PAGE EXCERPT =
********************
Sunday, May 15, 2016

Healthcare time vortex

Dr. Sri-Sheshadariprativadibayankaram has been trapped in an apparent healthcare time vortex as he continues to be forced to re-explain medical care to multiple family members who keep entering the room at staggered intervals.  “I don’t know what to do.  This is the eighth time I explained to the family about the patient’s illness.  Oh crap, here comes another family member!” said Dr. Sri-Sheshadariprativadibayankaram before ducking into the nearby nutrition pantry.

The helpless hospitalist’s rounds began otherwise normally, with an over 30-minute face-to-face nuanced discussion about the patient’s plan of care involving the patient’s husband, sister, and cousin.  “I mean, I put in the time.  I sat down and described everything very methodically to all the family members and made sure all of their questions were answered,” offered Dr. Sri-Sheshadariprativadibayankaram.  But things took a vexing turn for the worse when the doctor was about to walk out of the room.

“The patient’s spouse wanted me to explain everything again to the patient’s parents via speakerphone,” said Dr. Sri-Sheshadariprativadibayankaram.  “So I did it.  That took another 45 minutes.  They were pretty hard of hearing so I had to repeat things several times.”

And just as the fatigued physician stood up to start attending to his other patients, another family member (this time, the patient’s great uncle) stormed into the room demanding a thorough description of the patient’s health status, adding that “I’ve done my homework!” while confrontationally waving several pages of paper printed from WebMD.

“On and on it went,” recounted the worn-out doctor.  “I began to fear that I would perish due to malnutrition.  Thankfully the sweet nurse recognized that I was stuck in the healthcare time vortex and she slipped me graham crackers and peanut butter from the nursing station.  I nearly died.”
********************
[Dataset entries]

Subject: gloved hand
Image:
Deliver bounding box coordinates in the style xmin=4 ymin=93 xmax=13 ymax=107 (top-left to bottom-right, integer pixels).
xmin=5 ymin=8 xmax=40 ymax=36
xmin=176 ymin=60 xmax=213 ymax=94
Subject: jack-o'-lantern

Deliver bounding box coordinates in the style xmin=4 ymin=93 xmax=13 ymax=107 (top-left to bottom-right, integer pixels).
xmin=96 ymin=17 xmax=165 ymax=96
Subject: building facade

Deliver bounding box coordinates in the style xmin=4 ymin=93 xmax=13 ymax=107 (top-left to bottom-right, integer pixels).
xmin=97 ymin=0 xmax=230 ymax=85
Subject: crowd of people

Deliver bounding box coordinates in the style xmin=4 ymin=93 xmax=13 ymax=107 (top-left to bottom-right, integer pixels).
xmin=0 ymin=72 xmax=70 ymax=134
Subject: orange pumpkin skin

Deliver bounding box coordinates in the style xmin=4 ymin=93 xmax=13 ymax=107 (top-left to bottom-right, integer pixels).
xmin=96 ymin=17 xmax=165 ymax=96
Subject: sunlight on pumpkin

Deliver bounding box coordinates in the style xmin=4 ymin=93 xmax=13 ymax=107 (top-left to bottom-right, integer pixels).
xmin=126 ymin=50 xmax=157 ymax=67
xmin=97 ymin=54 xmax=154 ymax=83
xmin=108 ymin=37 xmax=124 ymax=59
********************
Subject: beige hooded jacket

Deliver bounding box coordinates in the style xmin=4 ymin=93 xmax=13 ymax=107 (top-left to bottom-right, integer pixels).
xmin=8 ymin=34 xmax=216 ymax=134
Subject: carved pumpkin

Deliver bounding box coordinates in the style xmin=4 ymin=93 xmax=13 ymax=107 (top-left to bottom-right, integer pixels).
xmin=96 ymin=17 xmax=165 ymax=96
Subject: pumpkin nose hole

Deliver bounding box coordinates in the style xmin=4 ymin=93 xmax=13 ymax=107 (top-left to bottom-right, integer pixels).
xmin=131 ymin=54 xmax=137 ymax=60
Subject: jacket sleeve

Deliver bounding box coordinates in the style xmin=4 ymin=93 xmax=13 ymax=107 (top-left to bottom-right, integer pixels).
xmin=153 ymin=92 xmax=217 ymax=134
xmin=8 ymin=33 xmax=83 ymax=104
********************
QUESTIONS TO ANSWER =
- a) Repeat word for word the portion of the healthcare time vortex article starting at "And just as" and ending at "printed from WebMD.".
- b) In the healthcare time vortex article, what did the nurse slip the doctor from the nursing station?

SOLVED TASKS =
- a)
And just as the fatigued physician stood up to start attending to his other patients, another family member (this time, the patient’s great uncle) stormed into the room demanding a thorough description of the patient’s health status, adding that “I’ve done my homework!” while confrontationally waving several pages of paper printed from WebMD.

- b) Graham crackers and peanut butter.